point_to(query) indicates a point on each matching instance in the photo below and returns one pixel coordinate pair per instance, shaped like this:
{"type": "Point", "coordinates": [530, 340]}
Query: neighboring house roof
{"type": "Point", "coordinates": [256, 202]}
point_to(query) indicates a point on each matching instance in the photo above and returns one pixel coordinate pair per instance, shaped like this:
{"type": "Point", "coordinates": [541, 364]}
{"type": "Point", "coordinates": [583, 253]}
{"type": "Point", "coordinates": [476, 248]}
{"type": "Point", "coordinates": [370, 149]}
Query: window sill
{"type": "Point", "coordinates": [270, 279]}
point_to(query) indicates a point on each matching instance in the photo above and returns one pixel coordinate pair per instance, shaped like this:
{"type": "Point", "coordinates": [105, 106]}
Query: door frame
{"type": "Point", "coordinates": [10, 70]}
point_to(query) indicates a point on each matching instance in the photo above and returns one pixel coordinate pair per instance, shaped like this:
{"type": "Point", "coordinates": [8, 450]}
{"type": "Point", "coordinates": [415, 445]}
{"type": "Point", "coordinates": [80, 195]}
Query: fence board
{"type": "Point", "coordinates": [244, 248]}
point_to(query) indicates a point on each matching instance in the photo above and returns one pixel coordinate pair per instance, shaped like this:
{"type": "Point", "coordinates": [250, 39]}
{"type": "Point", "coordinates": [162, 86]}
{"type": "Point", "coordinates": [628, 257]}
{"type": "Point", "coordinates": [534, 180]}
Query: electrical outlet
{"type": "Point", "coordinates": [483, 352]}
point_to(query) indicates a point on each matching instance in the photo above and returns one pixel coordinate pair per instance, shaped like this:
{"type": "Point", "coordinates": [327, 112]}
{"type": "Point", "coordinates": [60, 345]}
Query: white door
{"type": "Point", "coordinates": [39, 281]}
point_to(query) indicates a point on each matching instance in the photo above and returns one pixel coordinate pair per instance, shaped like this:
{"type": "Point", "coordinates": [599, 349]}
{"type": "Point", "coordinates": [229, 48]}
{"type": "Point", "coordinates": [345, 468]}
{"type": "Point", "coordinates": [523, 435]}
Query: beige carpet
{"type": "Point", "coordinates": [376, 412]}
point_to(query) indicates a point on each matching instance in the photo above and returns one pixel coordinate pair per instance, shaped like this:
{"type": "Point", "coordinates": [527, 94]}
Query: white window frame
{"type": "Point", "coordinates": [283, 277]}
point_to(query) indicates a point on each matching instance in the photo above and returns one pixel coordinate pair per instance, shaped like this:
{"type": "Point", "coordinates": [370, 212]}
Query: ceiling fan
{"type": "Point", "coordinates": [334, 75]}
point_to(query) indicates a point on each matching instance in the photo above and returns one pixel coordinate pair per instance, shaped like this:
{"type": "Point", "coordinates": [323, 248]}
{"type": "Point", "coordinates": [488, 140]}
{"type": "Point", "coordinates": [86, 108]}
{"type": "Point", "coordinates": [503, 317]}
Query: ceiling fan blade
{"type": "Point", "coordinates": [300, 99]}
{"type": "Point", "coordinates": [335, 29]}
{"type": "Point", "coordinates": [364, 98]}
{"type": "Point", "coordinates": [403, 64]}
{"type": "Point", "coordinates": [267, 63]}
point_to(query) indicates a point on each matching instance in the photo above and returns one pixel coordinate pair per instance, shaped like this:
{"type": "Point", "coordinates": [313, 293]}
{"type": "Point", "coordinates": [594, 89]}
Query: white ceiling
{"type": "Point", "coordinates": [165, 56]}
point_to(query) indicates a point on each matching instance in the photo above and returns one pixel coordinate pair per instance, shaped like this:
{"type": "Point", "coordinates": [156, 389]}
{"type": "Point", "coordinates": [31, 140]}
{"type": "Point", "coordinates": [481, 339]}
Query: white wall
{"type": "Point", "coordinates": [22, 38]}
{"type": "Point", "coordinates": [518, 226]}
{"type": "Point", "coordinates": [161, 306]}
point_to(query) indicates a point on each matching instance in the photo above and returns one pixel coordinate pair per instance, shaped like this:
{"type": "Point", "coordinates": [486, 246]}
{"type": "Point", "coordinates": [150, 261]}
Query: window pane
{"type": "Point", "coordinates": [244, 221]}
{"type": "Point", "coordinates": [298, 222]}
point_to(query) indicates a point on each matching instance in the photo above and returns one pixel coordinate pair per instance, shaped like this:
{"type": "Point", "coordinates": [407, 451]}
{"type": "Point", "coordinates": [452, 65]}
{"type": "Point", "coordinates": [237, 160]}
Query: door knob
━━━━━━━━━━━━━━━━━━━━━━━━━━━━━━
» **WHAT IS NEEDED**
Report how many lines of the records contain the string "window", with case counting, and give only the number.

» **RESPONSE TO THE TASK**
3